§ TASK 1
Edit the stretch of the Tatango text from "Tatango was originally" through "since been discontinued.", replacing "monthly fee" with "yearly fee".
§ TASK 2
Name every outlet that the Press section of the Tatango text says Tatango itself has been featured on.

§ PAGE EXTRACT
# # # # #

Tatango is an U.S. mobile marketing company that specializes in text message marketing (SMS/MMS) services.

Tatango's software enables clients to build campaigns and engage consumers through text message promotions and alerts and this is open to users in the U.S. and Canada. Tatango is a privately held corporation based in Seattle, WA, with investments from the Seattle Alliance of Angels.

History
Derek Johnson, the founder, founded the service originally named NetworkText when at the University of Houston's Bauer College of Business.  Initially started as a solution for his fraternity (Delta Upsilon) to communicate with his fraternity brothers.

Tatango was originally designed to allow groups and organizations to use the service to send text messages to their members, while NetworkText inserted 30-40 character text ads at the bottom of each text message. The service was free for groups and organizations in collaboration with 4INFO. This was later reviewed on July 26, 2008 and the company started charging a monthly fee to use the service.

Johnson left college and moved to Bellingham, WA, where he founded NetworkText with Matt Pelo, who left the company later that year. In 2008, the company was renamed to Tatango, and offices were found. Tatango moved from being a Limited-liability company to a Corporation late in 2008. In October that same year, Tatango launched a voice messaging service, which has since been discontinued.

Tatango acquired HungryThumb in 2012 and Broadtexter the following year. In 2016 Tatango launched the U.S. Short Code Directory.

In 2022, Kevin Fitzgerald became the CEO, and Derek Johnson became Chief Innovation Officer.

Highlights
 In 2009 Tantago's CEO makes Top entrepreneur's list in Business Week's 2009 Best Young Entrepreneurs list

 Also Mention in Forbes as the Killer app of the 2012 election

Press
Tatango has been featured on TechCrunch, Cnet 
The Seattle Times  and LifeHacker.

Tatango CEO, Derek Johnson has also been featured in The Wall Street Journal in the article.

# # # # #

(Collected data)
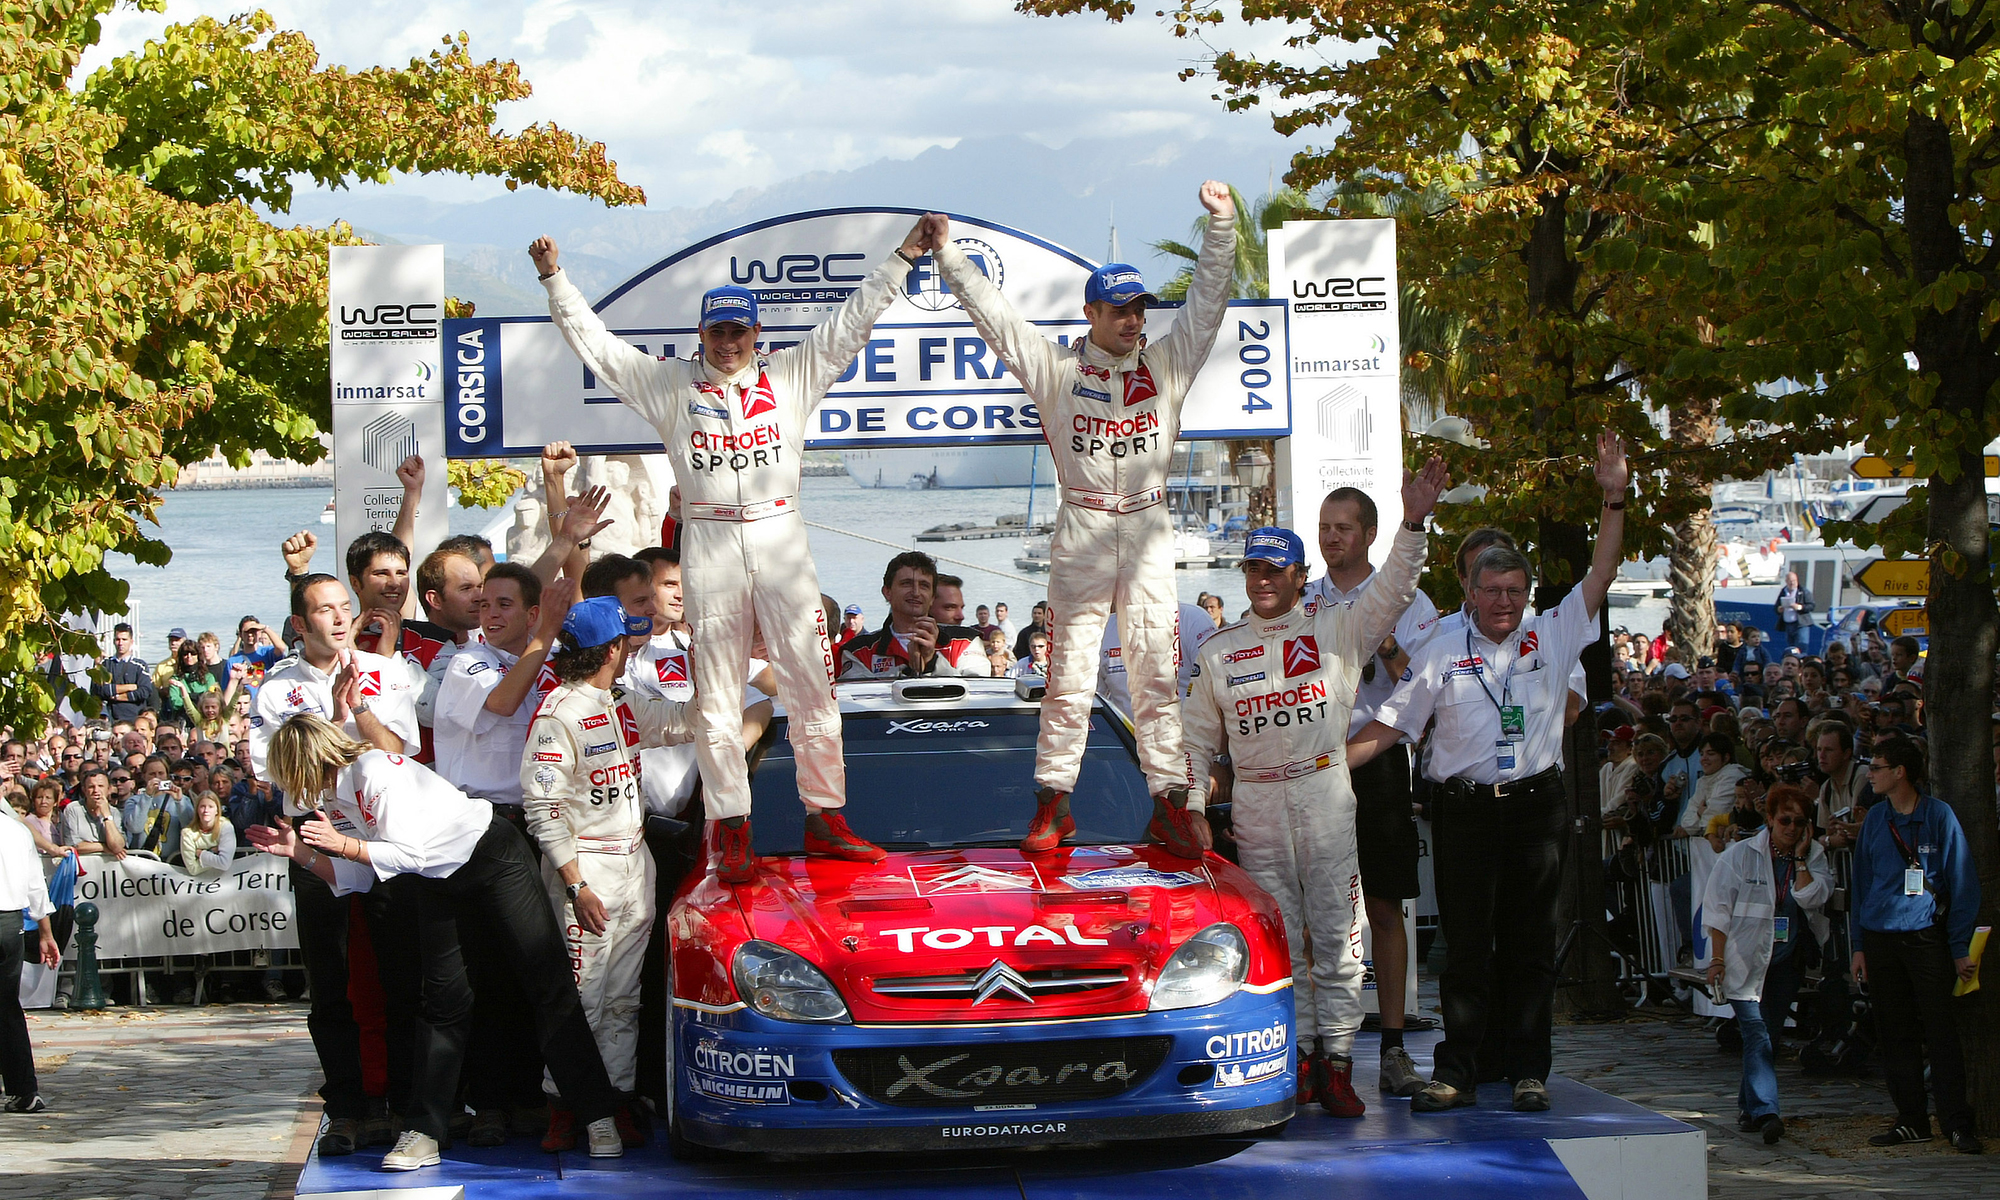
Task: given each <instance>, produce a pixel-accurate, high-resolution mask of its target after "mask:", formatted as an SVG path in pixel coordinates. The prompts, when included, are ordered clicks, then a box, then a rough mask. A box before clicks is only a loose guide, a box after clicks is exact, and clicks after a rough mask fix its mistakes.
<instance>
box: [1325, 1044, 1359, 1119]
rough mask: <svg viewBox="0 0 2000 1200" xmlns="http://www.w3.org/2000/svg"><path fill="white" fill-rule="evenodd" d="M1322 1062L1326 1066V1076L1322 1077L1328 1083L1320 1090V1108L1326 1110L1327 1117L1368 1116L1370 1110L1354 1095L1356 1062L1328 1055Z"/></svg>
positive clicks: (1351, 1060) (1348, 1116) (1325, 1067)
mask: <svg viewBox="0 0 2000 1200" xmlns="http://www.w3.org/2000/svg"><path fill="white" fill-rule="evenodd" d="M1320 1062H1322V1064H1326V1066H1324V1070H1326V1076H1322V1078H1324V1080H1326V1082H1324V1086H1322V1088H1320V1108H1324V1110H1326V1116H1348V1118H1354V1116H1362V1114H1366V1112H1368V1108H1366V1106H1364V1104H1362V1098H1360V1096H1356V1094H1354V1060H1352V1058H1340V1056H1338V1054H1328V1056H1326V1058H1322V1060H1320Z"/></svg>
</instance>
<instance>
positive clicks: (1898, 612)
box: [1878, 606, 1930, 638]
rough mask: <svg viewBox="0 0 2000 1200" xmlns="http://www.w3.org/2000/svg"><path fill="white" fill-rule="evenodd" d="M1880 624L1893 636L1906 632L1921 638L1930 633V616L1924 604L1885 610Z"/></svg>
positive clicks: (1882, 614) (1889, 634)
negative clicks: (1912, 607) (1924, 605)
mask: <svg viewBox="0 0 2000 1200" xmlns="http://www.w3.org/2000/svg"><path fill="white" fill-rule="evenodd" d="M1878 624H1880V626H1882V632H1884V634H1888V636H1892V638H1900V636H1904V634H1910V636H1912V638H1920V636H1926V634H1930V616H1928V614H1926V610H1924V608H1922V606H1916V608H1898V610H1894V612H1884V614H1882V620H1880V622H1878Z"/></svg>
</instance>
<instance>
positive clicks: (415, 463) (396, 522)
mask: <svg viewBox="0 0 2000 1200" xmlns="http://www.w3.org/2000/svg"><path fill="white" fill-rule="evenodd" d="M396 482H400V484H402V506H400V508H398V510H396V524H394V526H390V530H388V532H390V536H392V538H396V540H398V542H402V544H404V548H406V550H408V552H410V560H412V562H422V558H424V554H430V548H428V546H426V548H424V550H422V552H418V548H416V510H418V508H420V506H422V502H424V458H422V456H420V454H412V456H408V458H404V460H402V462H400V464H398V466H396ZM412 574H414V572H412ZM414 584H416V580H412V586H410V588H406V590H404V594H402V618H404V620H410V618H412V616H416V586H414Z"/></svg>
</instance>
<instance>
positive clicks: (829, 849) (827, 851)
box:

# # # # #

§ EXERCISE SOLUTION 1
Tatango was originally designed to allow groups and organizations to use the service to send text messages to their members, while NetworkText inserted 30-40 character text ads at the bottom of each text message. The service was free for groups and organizations in collaboration with 4INFO. This was later reviewed on July 26, 2008 and the company started charging a yearly fee to use the service.

Johnson left college and moved to Bellingham, WA, where he founded NetworkText with Matt Pelo, who left the company later that year. In 2008, the company was renamed to Tatango, and offices were found. Tatango moved from being a Limited-liability company to a Corporation late in 2008. In October that same year, Tatango launched a voice messaging service, which has since been discontinued.

§ EXERCISE SOLUTION 2
TechCrunch, Cnet, The Seattle Times, LifeHacker